START EXERCISE INPUTS

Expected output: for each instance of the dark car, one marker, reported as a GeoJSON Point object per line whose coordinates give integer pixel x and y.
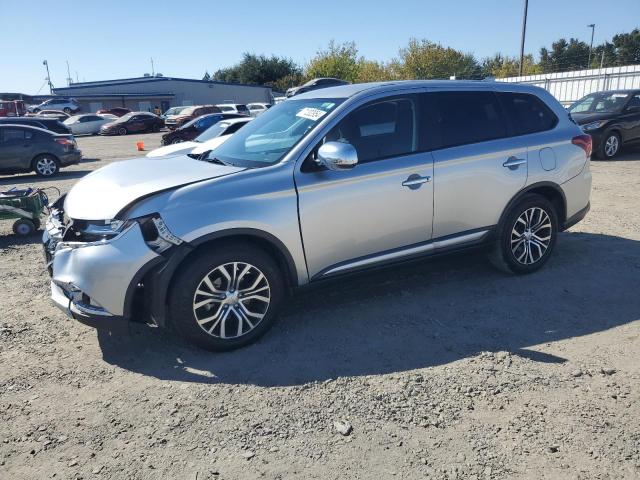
{"type": "Point", "coordinates": [134, 122]}
{"type": "Point", "coordinates": [25, 149]}
{"type": "Point", "coordinates": [188, 114]}
{"type": "Point", "coordinates": [315, 84]}
{"type": "Point", "coordinates": [192, 129]}
{"type": "Point", "coordinates": [611, 118]}
{"type": "Point", "coordinates": [52, 124]}
{"type": "Point", "coordinates": [117, 111]}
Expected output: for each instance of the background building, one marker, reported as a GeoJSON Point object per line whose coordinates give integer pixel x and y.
{"type": "Point", "coordinates": [146, 93]}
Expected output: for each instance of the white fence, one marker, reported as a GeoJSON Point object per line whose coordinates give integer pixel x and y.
{"type": "Point", "coordinates": [568, 87]}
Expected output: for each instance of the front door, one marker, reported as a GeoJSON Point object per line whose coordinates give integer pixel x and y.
{"type": "Point", "coordinates": [379, 210]}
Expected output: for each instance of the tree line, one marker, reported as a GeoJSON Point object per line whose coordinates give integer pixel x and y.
{"type": "Point", "coordinates": [423, 59]}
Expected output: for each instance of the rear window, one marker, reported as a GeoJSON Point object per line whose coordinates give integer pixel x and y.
{"type": "Point", "coordinates": [528, 114]}
{"type": "Point", "coordinates": [469, 117]}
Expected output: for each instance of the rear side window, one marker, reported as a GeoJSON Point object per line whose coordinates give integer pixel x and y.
{"type": "Point", "coordinates": [469, 117]}
{"type": "Point", "coordinates": [528, 114]}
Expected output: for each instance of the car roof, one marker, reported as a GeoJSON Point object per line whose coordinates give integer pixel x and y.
{"type": "Point", "coordinates": [29, 127]}
{"type": "Point", "coordinates": [351, 90]}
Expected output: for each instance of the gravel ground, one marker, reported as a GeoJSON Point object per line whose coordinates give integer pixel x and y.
{"type": "Point", "coordinates": [442, 370]}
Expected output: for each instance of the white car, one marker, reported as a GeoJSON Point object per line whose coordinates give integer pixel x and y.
{"type": "Point", "coordinates": [214, 135]}
{"type": "Point", "coordinates": [240, 108]}
{"type": "Point", "coordinates": [256, 109]}
{"type": "Point", "coordinates": [89, 123]}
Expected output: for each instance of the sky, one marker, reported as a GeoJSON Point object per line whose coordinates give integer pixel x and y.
{"type": "Point", "coordinates": [115, 39]}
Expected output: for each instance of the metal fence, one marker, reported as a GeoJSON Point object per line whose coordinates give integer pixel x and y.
{"type": "Point", "coordinates": [568, 87]}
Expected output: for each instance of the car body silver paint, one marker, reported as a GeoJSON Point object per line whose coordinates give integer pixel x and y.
{"type": "Point", "coordinates": [105, 192]}
{"type": "Point", "coordinates": [104, 271]}
{"type": "Point", "coordinates": [469, 190]}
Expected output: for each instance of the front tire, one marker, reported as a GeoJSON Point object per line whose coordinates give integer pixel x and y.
{"type": "Point", "coordinates": [527, 236]}
{"type": "Point", "coordinates": [226, 298]}
{"type": "Point", "coordinates": [45, 165]}
{"type": "Point", "coordinates": [610, 146]}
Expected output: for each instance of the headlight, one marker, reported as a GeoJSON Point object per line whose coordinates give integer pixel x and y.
{"type": "Point", "coordinates": [155, 232]}
{"type": "Point", "coordinates": [593, 125]}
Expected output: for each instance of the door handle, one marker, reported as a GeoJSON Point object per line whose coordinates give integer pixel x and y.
{"type": "Point", "coordinates": [415, 181]}
{"type": "Point", "coordinates": [513, 163]}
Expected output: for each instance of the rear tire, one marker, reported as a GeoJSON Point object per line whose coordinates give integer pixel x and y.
{"type": "Point", "coordinates": [23, 227]}
{"type": "Point", "coordinates": [610, 146]}
{"type": "Point", "coordinates": [211, 310]}
{"type": "Point", "coordinates": [526, 237]}
{"type": "Point", "coordinates": [45, 165]}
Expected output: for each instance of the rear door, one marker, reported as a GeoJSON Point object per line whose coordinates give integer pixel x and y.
{"type": "Point", "coordinates": [15, 148]}
{"type": "Point", "coordinates": [477, 168]}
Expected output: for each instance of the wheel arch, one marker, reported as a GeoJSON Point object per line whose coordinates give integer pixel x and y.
{"type": "Point", "coordinates": [159, 277]}
{"type": "Point", "coordinates": [549, 190]}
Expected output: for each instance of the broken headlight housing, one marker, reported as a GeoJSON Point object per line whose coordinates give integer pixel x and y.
{"type": "Point", "coordinates": [155, 232]}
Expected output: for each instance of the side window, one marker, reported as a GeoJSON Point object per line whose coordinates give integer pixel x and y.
{"type": "Point", "coordinates": [381, 129]}
{"type": "Point", "coordinates": [469, 117]}
{"type": "Point", "coordinates": [528, 113]}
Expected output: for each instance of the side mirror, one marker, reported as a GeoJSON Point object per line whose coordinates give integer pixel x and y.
{"type": "Point", "coordinates": [337, 156]}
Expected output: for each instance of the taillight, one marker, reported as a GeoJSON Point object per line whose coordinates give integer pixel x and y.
{"type": "Point", "coordinates": [584, 142]}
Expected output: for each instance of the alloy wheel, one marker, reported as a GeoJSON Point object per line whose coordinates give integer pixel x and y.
{"type": "Point", "coordinates": [611, 146]}
{"type": "Point", "coordinates": [231, 300]}
{"type": "Point", "coordinates": [531, 236]}
{"type": "Point", "coordinates": [46, 166]}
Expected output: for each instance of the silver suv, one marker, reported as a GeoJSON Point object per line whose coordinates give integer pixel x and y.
{"type": "Point", "coordinates": [331, 182]}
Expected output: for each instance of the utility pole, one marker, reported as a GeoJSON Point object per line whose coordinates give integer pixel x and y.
{"type": "Point", "coordinates": [46, 64]}
{"type": "Point", "coordinates": [524, 31]}
{"type": "Point", "coordinates": [592, 26]}
{"type": "Point", "coordinates": [69, 79]}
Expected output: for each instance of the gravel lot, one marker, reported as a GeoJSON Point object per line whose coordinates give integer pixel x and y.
{"type": "Point", "coordinates": [443, 370]}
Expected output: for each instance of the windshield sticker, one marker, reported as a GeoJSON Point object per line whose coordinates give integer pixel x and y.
{"type": "Point", "coordinates": [309, 113]}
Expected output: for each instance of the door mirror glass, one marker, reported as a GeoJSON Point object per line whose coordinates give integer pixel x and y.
{"type": "Point", "coordinates": [337, 156]}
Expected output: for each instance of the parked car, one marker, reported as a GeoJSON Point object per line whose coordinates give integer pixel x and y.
{"type": "Point", "coordinates": [67, 105]}
{"type": "Point", "coordinates": [331, 182]}
{"type": "Point", "coordinates": [195, 127]}
{"type": "Point", "coordinates": [117, 111]}
{"type": "Point", "coordinates": [256, 109]}
{"type": "Point", "coordinates": [234, 108]}
{"type": "Point", "coordinates": [175, 121]}
{"type": "Point", "coordinates": [52, 124]}
{"type": "Point", "coordinates": [24, 149]}
{"type": "Point", "coordinates": [611, 118]}
{"type": "Point", "coordinates": [172, 111]}
{"type": "Point", "coordinates": [315, 84]}
{"type": "Point", "coordinates": [57, 114]}
{"type": "Point", "coordinates": [134, 122]}
{"type": "Point", "coordinates": [89, 123]}
{"type": "Point", "coordinates": [219, 129]}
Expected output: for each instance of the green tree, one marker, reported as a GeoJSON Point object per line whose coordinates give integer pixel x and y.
{"type": "Point", "coordinates": [337, 61]}
{"type": "Point", "coordinates": [627, 46]}
{"type": "Point", "coordinates": [426, 60]}
{"type": "Point", "coordinates": [258, 69]}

END EXERCISE INPUTS

CHALLENGE. Set out exactly the run of lines that begins at the line holding "Expected output: for each instance of the green" and ends at the last line of the data.

CORRECT OUTPUT.
Expected output: for each instance of the green tree, one marker, reported as a GeoJSON Point object per line whose coordinates give integer pixel x and y.
{"type": "Point", "coordinates": [337, 61]}
{"type": "Point", "coordinates": [627, 46]}
{"type": "Point", "coordinates": [426, 60]}
{"type": "Point", "coordinates": [258, 69]}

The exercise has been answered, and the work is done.